WHAT IS NEEDED
Take the entries below and print all of them exactly, please.

--- begin PROVIDED MATERIAL ---

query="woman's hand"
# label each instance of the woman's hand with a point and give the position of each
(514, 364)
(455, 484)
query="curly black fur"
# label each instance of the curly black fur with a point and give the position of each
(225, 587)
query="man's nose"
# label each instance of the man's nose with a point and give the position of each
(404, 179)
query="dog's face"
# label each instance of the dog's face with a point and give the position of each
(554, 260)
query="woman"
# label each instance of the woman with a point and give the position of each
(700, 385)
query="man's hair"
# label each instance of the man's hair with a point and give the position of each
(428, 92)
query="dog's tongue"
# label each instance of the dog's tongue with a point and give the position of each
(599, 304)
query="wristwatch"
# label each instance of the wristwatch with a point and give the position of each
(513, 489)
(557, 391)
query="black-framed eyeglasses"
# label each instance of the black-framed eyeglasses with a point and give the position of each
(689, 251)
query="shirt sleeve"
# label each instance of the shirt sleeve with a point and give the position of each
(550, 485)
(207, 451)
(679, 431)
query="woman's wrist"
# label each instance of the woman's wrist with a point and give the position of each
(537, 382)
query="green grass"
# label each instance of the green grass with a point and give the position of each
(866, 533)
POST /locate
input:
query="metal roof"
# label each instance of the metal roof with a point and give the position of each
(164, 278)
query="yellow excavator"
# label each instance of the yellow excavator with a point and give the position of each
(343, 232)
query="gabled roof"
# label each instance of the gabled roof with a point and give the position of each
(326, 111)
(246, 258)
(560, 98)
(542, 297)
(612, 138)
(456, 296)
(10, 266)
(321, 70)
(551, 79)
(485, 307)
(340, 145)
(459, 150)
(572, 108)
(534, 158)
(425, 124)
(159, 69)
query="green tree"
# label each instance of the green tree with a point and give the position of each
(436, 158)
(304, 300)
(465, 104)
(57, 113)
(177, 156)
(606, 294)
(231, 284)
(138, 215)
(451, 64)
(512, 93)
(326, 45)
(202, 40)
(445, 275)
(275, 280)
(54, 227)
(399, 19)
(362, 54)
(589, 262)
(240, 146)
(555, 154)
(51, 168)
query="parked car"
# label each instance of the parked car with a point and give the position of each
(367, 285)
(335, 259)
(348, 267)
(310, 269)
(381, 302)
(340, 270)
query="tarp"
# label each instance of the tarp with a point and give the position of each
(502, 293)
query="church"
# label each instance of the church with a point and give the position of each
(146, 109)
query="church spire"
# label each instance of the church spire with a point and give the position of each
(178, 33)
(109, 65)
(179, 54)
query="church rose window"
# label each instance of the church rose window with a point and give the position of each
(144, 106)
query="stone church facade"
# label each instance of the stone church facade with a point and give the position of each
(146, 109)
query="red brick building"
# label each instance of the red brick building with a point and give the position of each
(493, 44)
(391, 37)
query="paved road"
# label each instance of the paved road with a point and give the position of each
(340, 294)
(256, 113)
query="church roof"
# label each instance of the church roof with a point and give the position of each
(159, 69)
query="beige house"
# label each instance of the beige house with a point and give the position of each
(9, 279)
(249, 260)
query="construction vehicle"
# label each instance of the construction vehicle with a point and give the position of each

--- end PROVIDED MATERIAL ---

COMPLETED TASK
query="woman's hand"
# label each instance of the woman's hand with a point and give the position of each
(514, 364)
(455, 484)
query="curly black fur"
# label each instance of the curly black fur with a point and give the position of each
(225, 587)
query="man's nose"
# label each instance of the man's nose with a point and give the position of each
(404, 179)
query="dog's face"
# label each instance of the dog's face with a point and give the position of each
(554, 260)
query="woman"
# label each instance of the woman with a point and give the position of each
(700, 385)
query="man's hair"
# label each instance of the man's hair with a point and give the position of each
(428, 92)
query="dog's tongue"
# label each instance of the dog's tongue with a point and give the position of each
(599, 304)
query="wristwatch"
# label each instance of the wristwatch with a point and give the position of each
(513, 489)
(557, 391)
query="black-framed eyeglasses"
# label each instance of the black-framed eyeglasses with a point and give the position of each
(689, 251)
query="shirt sleeve"
# label each instance of the shirt sleeve with a point and give the position of each
(550, 485)
(207, 451)
(679, 431)
query="woman's wrist"
# label each instance of the woman's wrist with a point and give the position of each
(537, 382)
query="green grass"
# label each instance of the green grass with a point and give the position of each
(866, 533)
POST /locate
input:
query="metal roof"
# label each instance of the metal roof with a point and give the position of each
(164, 278)
query="yellow excavator"
# label each instance of the yellow excavator with a point and give the position of each
(343, 232)
query="gabled roof"
# label each instance of the gabled roof with a point and give the position of each
(326, 111)
(246, 258)
(560, 98)
(542, 297)
(612, 138)
(456, 296)
(10, 266)
(321, 70)
(551, 79)
(485, 307)
(340, 145)
(459, 150)
(572, 108)
(534, 158)
(425, 124)
(159, 69)
query="green tree"
# label each instance of the green tree with a point and give the position of each
(436, 158)
(304, 300)
(465, 104)
(57, 113)
(177, 156)
(606, 294)
(231, 284)
(138, 215)
(451, 64)
(512, 93)
(326, 45)
(202, 40)
(445, 275)
(275, 280)
(54, 227)
(399, 19)
(362, 54)
(589, 262)
(240, 146)
(555, 154)
(51, 168)
query="parked car"
# label each instance of the parked car with a point and give the position of each
(367, 285)
(335, 259)
(348, 267)
(310, 269)
(381, 302)
(340, 270)
query="tarp"
# label each instance of the tarp with a point and give the position of each
(502, 293)
query="church"
# label each instance of the church with a point and give the position of each
(146, 109)
query="church spire"
# label each instance of the church spire with a point and give the position of each
(178, 33)
(109, 65)
(179, 54)
query="church rose window"
# label each instance of the church rose window with a point and give the position of each
(144, 106)
query="stone church facade"
# label each instance of the stone church facade with a point and give the position of each
(146, 109)
query="red brick building"
# label each instance of the red brick building with a point and give the position of each
(493, 44)
(391, 37)
query="paved road"
# label each instance of the paved road with a point and give the position of each
(340, 294)
(256, 113)
query="church roof"
# label each instance of the church roof with a point and give the position of each
(159, 69)
query="beige house"
# label each instance of the beige house with a point and give the position of each
(9, 279)
(249, 260)
query="construction vehicle"
# label each instance of the construction vehicle with a point and give the position of each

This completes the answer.